Reproduce verbatim the stretch of the records below from the line containing "the player's arm." through the end of the records.

[Stored dataset items]
++++++
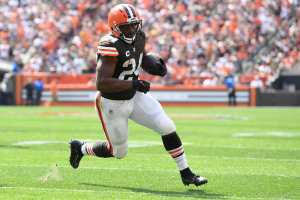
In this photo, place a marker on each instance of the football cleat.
(75, 153)
(194, 179)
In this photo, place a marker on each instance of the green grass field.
(246, 153)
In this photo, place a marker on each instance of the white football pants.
(142, 108)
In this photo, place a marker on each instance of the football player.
(122, 96)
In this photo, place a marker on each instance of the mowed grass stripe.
(62, 190)
(228, 171)
(263, 166)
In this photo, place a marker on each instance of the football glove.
(140, 85)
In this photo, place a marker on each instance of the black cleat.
(194, 179)
(188, 177)
(75, 153)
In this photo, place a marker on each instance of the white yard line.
(126, 192)
(146, 170)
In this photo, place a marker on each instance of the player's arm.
(154, 65)
(105, 82)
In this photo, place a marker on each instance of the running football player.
(122, 96)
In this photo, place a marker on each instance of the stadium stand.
(203, 40)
++++++
Result of this exercise |
In this photo, place a marker on each instance of the player's arm.
(154, 65)
(105, 82)
In this photo, place a marker on each instance of the running football player.
(122, 96)
In this photo, place a marker on each instance of the stadium stand.
(203, 40)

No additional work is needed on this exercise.